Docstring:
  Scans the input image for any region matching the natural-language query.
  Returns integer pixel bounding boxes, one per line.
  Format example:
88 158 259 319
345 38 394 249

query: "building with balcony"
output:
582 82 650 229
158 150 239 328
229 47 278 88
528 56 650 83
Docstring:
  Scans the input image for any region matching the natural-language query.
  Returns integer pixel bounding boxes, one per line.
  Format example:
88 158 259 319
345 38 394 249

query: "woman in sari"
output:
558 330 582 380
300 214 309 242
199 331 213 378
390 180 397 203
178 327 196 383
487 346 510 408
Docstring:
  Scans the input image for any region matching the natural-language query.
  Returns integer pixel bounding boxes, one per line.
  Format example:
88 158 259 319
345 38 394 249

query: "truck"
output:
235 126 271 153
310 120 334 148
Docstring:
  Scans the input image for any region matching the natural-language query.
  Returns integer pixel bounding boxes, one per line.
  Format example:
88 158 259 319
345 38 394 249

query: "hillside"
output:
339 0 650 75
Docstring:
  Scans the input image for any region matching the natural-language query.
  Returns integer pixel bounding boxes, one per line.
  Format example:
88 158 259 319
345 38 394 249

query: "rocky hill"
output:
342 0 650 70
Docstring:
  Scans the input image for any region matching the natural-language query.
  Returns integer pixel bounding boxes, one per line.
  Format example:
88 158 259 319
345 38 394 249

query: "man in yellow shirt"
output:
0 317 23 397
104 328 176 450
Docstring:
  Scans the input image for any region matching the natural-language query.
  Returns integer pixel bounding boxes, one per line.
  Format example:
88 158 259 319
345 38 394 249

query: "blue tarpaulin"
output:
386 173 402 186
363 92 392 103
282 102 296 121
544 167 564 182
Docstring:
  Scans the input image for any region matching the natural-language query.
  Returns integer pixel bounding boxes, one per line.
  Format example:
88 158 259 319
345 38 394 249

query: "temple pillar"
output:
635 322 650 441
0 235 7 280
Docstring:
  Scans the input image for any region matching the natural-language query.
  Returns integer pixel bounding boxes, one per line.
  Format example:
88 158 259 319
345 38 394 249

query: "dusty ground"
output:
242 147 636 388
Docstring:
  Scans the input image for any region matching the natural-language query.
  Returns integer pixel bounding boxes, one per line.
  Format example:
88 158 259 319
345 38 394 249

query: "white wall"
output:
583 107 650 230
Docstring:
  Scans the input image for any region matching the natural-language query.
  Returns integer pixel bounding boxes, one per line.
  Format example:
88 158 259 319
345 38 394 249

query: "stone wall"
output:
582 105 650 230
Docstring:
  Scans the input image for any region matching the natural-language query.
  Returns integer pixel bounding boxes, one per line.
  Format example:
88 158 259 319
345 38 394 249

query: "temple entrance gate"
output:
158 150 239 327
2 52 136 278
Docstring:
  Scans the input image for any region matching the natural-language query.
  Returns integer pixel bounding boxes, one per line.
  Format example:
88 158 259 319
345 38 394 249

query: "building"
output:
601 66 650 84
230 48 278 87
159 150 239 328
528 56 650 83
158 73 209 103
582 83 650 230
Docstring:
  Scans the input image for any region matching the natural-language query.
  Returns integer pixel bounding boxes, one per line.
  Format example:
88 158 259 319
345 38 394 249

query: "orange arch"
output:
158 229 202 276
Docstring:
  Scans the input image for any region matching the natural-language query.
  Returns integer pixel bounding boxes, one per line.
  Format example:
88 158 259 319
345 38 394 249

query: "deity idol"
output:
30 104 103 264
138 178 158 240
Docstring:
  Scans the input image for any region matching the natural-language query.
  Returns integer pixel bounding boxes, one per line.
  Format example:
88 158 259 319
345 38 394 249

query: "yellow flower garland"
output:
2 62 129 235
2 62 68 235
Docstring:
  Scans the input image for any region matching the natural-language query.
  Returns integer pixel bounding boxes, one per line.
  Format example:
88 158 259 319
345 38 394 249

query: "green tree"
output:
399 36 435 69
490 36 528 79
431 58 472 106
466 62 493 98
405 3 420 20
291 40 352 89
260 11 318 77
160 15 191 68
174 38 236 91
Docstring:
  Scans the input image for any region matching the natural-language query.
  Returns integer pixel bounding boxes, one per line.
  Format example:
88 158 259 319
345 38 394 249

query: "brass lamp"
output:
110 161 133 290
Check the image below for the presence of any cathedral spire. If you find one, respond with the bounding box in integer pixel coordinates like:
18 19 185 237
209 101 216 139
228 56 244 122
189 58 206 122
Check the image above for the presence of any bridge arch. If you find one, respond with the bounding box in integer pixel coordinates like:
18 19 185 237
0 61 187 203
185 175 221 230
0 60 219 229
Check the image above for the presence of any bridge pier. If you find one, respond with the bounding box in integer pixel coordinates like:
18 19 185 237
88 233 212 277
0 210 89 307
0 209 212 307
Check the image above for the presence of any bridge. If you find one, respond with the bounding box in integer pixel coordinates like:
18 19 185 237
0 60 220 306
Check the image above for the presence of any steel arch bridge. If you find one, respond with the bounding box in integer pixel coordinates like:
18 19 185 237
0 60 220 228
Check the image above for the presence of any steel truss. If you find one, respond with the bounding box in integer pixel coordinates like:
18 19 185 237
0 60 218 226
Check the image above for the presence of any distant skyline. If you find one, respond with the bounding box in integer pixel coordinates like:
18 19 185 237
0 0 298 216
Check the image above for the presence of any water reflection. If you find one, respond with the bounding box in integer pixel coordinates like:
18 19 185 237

● **Goal**
Rewrite all of the material above, swapping each occurrence of "integer pixel" for "whole-number pixel" and leaving everything else unchanged.

● **Solution for this problem**
Docstring:
  Scans the input image for any region matching the natural-language query.
  Returns whole-number pixel bounding boxes, one per line.
  Format example:
88 158 259 319
345 38 394 249

query: "building with balcony"
output:
582 82 650 229
158 150 239 328
229 47 278 88
528 56 650 83
Docstring:
  Scans the input image for any region matching the natural-language query.
  Returns whole-number pixel bounding boxes, one per line.
  Format example:
88 158 259 319
345 38 394 249

query: "woman in sari"
output:
558 330 582 380
300 214 309 242
199 331 213 378
390 180 397 203
178 327 196 383
487 346 510 408
Docstring:
  Scans the input image for any region matching the natural-language query.
  Returns whole-number pixel bounding boxes, one per line.
  Format example:
88 158 259 319
345 38 394 249

query: "truck"
output:
235 126 271 153
310 120 334 148
Docstring:
  Scans the input image for any region matching the natural-language query.
  Returns whole-number pixel bounding boxes, one per line.
  Format example:
88 158 259 319
345 38 394 249

query: "hillside"
output:
339 0 650 75
Docstring:
  Scans the input image for any region matching the natural-language query.
  Returns whole-number pixel bounding boxes, one per line.
  Format example:
88 158 259 319
345 38 394 249

query: "rocky hill"
output:
342 0 650 70
Docstring:
  Scans the input image for any region matching the natural-language query.
  Returns whole-number pixel bounding boxes, one per line.
  Format example:
88 158 259 319
345 38 394 249

query: "man in yellow shirt"
output:
0 317 23 397
104 328 176 450
Docstring:
  Scans the input image for any region matching the natural-language query.
  Returns whole-number pixel bounding boxes, one per line.
  Format example:
88 158 259 319
345 38 394 249

query: "blue tarpaulin"
output:
386 173 402 186
363 92 392 103
282 102 296 121
544 167 564 182
Docstring:
  Scans the input image for any region matching the natural-language query.
  Returns whole-number pixel bounding boxes, one per line.
  Format example:
88 158 259 319
345 38 394 249

query: "temple pillar"
output:
635 322 650 441
0 235 7 280
Docstring:
  Scans the input image for any region matching the natural-language query.
  Returns whole-number pixel bounding boxes, one per line.
  Format example:
88 158 259 319
345 38 394 249

query: "dusty ground"
output:
242 147 636 388
Docstring:
  Scans the input image for any region matching the natural-language query.
  Returns whole-number pixel bounding boxes, one per line.
  Format example:
88 158 259 319
345 38 394 249

query: "white wall"
output:
583 107 650 230
Docstring:
  Scans the input image for any region matching the natural-language query.
  Returns whole-number pixel bounding boxes, one per line.
  Format example:
88 158 259 319
345 38 394 249

query: "stone wall"
output:
582 105 650 230
Docstring:
  Scans the input image for any region matching the natural-language query.
  Returns whole-number pixel bounding boxes, one per line.
  Format example:
88 158 259 319
345 38 394 249

query: "temple entrance gate"
output:
158 150 239 327
2 52 136 278
Docstring:
  Scans the input image for any region matching the natural-language query.
  Returns whole-number pixel bounding boxes, one per line.
  Format example:
88 158 259 319
345 38 394 249

query: "building"
output:
601 66 650 84
230 48 278 87
159 150 239 328
528 56 650 83
158 73 209 103
582 83 650 230
Docstring:
  Scans the input image for any region matching the natural-language query.
  Returns whole-number pixel bounding boxes, one per line.
  Format example:
88 158 259 319
345 38 394 249

query: "orange arch"
output:
158 229 202 276
Docstring:
  Scans the input image for any region matching the natural-language query.
  Returns whole-number pixel bounding boxes, one per line.
  Format example:
88 158 259 319
345 38 394 249

query: "deity idol"
output:
30 104 103 264
138 178 158 240
Docstring:
  Scans the input image for any region matching the natural-language query.
  Returns whole-number pixel bounding boxes, one per line.
  Format example:
88 158 259 319
345 38 394 249

query: "yellow flower garland"
output:
2 62 129 235
2 62 68 235
Docstring:
  Scans the input image for any region matching the natural-language query.
  Returns whole-number pixel bounding boxes, one per line.
  Format example:
88 158 259 319
345 38 394 249

query: "green tree"
output:
399 36 435 69
490 36 528 79
431 58 472 106
466 62 493 98
405 3 420 20
291 40 352 89
260 11 318 77
160 15 191 68
174 38 236 91
Docstring:
  Scans the input image for any region matching the natural-language query.
  Returns whole-number pixel bounding boxes, one per line.
  Format example:
88 158 259 319
345 38 394 249

query: "brass lamp"
output:
110 161 133 290
Check the image below for the presence of any cathedral spire. If you find one, respond with the bounding box in whole-number pixel coordinates like:
18 19 185 237
209 101 216 139
228 56 244 122
189 58 206 122
Check the image above for the presence of any bridge arch. If you find one, respond with the bounding box in whole-number pixel coordinates like:
18 19 185 237
0 61 187 203
185 175 221 230
0 60 219 229
Check the image above for the presence of any bridge pier. If you find one, respond with the bounding box in whole-number pixel coordinates like:
18 19 185 237
88 233 212 277
0 210 89 307
0 209 212 307
Check the image above for the presence of any bridge. If you find one, respond with the bounding box in whole-number pixel coordinates like:
18 19 185 237
0 60 220 306
Check the image above for the presence of any steel arch bridge. If you find one, respond with the bounding box in whole-number pixel coordinates like:
18 19 185 237
0 60 220 228
Check the image above for the presence of any steel truss. If you find one, respond with the bounding box in whole-number pixel coordinates like:
18 19 185 237
0 60 218 226
Check the image above for the presence of any distant skyline. If you find one, respond with the bounding box in whole-number pixel coordinates like:
18 19 185 237
0 0 298 216
Check the image above for the presence of any water reflection. If you find one, respond with the bounding box in whole-number pixel coordinates like:
18 19 185 237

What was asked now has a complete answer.